# Supplied text:
━━━━━━━━━━━━━━━━

BUG/MAJOR: raw_sock: must check error code on hangup

In raw_sock, we already check for FD_POLL_HUP after a short recv()
to avoid a useless syscall and detect the end of stream. However,
we fail to check for FD_POLL_ERR here, which causes major issues
as some errors might be delivered and ignored if they are delivered
at the same time as a HUP, and there is no data to send to detect
them on the other direction.

Since the connections flags do not have the CO_FL_ERROR flag, the
polling is not disabled on the socket and the pollers immediately
call the conn_fd_handler() again, resulting in CPU spikes for as
long as the timeouts allow them.

Note that this patch alone fixes the issue but a few patches will
follow to strengthen this fragile area.

Big thanks to Bryan Berry who reported the issue with significant
amounts of detailed traces that helped rule out many other initially
suspected causes and to finally reproduce the issue in the lab.
This commit is contained in:
Willy Tarreau 2012-12-07 00:01:33 +01:00
parent ee2663b1cd
commit debdc4b657

View File

@ -282,6 +282,16 @@ static int raw_sock_to_buf(struct connection *conn, struct buffer *buf, int coun
read0:
conn_sock_read0(conn);
conn->flags &= ~CO_FL_WAIT_L4_CONN;
/* Now a final check for a possible asynchronous low-level error
* report. This can happen when a connection receives a reset
* after a shutdown, both POLL_HUP and POLL_ERR are queued, and
* we might have come from there by just checking POLL_HUP instead
* of recv()'s return value 0, so we have no way to tell there was
* an error without checking.
*/
if (unlikely(fdtab[conn->t.sock.fd].ev & FD_POLL_ERR))
conn->flags |= CO_FL_ERROR;
return done;
}

━━━━━━━━━━━━━━━━

# Records supplied:
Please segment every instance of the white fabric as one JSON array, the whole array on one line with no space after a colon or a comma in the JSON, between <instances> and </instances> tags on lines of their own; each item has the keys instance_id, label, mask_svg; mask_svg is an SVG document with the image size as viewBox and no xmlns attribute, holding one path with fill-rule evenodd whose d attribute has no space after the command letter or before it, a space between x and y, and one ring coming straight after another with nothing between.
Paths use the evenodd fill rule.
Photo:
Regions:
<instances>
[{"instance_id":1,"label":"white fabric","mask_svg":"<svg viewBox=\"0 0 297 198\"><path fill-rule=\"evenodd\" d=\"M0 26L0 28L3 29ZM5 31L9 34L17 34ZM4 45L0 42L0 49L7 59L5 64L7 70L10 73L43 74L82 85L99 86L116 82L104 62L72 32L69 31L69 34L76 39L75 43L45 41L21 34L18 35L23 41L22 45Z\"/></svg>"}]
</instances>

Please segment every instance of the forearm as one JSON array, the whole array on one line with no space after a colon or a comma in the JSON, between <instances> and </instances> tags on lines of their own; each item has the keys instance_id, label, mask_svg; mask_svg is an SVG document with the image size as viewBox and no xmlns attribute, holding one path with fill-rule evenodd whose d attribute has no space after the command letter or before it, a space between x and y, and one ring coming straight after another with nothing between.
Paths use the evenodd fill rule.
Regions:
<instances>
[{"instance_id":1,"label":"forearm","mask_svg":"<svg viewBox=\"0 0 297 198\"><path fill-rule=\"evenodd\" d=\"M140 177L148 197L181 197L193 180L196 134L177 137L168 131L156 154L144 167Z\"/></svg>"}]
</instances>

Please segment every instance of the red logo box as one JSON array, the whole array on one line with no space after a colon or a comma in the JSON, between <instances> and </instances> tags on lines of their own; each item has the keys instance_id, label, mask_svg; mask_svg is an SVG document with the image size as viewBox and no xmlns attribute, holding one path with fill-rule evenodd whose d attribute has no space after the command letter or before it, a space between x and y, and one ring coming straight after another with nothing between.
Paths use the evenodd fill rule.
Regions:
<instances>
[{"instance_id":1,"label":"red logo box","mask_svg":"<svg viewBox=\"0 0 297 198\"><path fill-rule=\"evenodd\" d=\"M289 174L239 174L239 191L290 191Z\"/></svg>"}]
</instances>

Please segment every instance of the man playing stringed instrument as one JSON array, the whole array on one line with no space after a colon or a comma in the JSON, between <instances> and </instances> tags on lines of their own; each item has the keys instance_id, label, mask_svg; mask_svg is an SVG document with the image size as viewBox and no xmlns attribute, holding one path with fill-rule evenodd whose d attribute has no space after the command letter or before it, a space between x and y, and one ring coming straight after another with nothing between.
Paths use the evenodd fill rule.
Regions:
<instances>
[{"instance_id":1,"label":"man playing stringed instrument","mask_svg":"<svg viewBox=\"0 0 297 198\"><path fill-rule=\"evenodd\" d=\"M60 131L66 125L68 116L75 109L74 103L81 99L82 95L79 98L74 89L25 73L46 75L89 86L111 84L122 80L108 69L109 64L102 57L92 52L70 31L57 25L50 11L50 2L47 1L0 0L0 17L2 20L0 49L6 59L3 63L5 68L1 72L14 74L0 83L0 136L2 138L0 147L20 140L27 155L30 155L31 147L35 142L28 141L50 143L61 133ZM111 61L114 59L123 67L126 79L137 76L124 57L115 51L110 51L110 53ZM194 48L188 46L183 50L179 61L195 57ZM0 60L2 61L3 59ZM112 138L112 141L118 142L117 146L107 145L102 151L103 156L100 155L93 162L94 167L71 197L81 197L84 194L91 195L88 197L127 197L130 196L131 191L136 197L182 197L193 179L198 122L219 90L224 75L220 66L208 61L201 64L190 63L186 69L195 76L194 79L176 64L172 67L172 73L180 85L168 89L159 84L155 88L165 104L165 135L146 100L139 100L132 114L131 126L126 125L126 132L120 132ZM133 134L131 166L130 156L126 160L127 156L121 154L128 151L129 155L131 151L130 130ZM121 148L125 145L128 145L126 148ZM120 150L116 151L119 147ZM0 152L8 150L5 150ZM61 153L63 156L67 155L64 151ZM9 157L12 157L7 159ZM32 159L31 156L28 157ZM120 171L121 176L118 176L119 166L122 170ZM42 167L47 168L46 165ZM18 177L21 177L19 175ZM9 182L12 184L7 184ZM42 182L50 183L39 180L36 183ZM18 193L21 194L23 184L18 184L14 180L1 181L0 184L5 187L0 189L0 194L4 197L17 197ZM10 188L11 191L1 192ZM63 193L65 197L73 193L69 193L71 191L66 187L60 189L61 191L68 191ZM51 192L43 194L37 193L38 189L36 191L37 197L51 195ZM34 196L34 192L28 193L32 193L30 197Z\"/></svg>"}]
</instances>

━━━━━━━━━━━━━━━━

# Exercise task 1:
In the raw_sock commit, which function do the pollers immediately call again, causing CPU spikes?
# Exercise task 2:
Return each line of the rows that contains the string "fabric". Case counts.
The raw_sock commit and the rows come from unrelated sources.

# Right answer 1:
conn_fd_handler()

# Right answer 2:
Please segment every instance of the white fabric as one JSON array, the whole array on one line with no space after a colon or a comma in the JSON, between <instances> and </instances> tags on lines of their own; each item has the keys instance_id, label, mask_svg; mask_svg is an SVG document with the image size as viewBox and no xmlns attribute, holding one path with fill-rule evenodd whose d attribute has no space after the command letter or before it, a space between x and y, and one ring coming straight after another with nothing between.
[{"instance_id":1,"label":"white fabric","mask_svg":"<svg viewBox=\"0 0 297 198\"><path fill-rule=\"evenodd\" d=\"M0 26L0 28L3 29ZM5 31L9 34L17 34ZM4 45L0 42L0 49L7 59L5 64L7 70L10 73L43 74L82 85L99 86L116 82L104 62L72 32L69 31L69 34L76 39L75 43L45 41L21 34L18 35L23 41L22 45Z\"/></svg>"}]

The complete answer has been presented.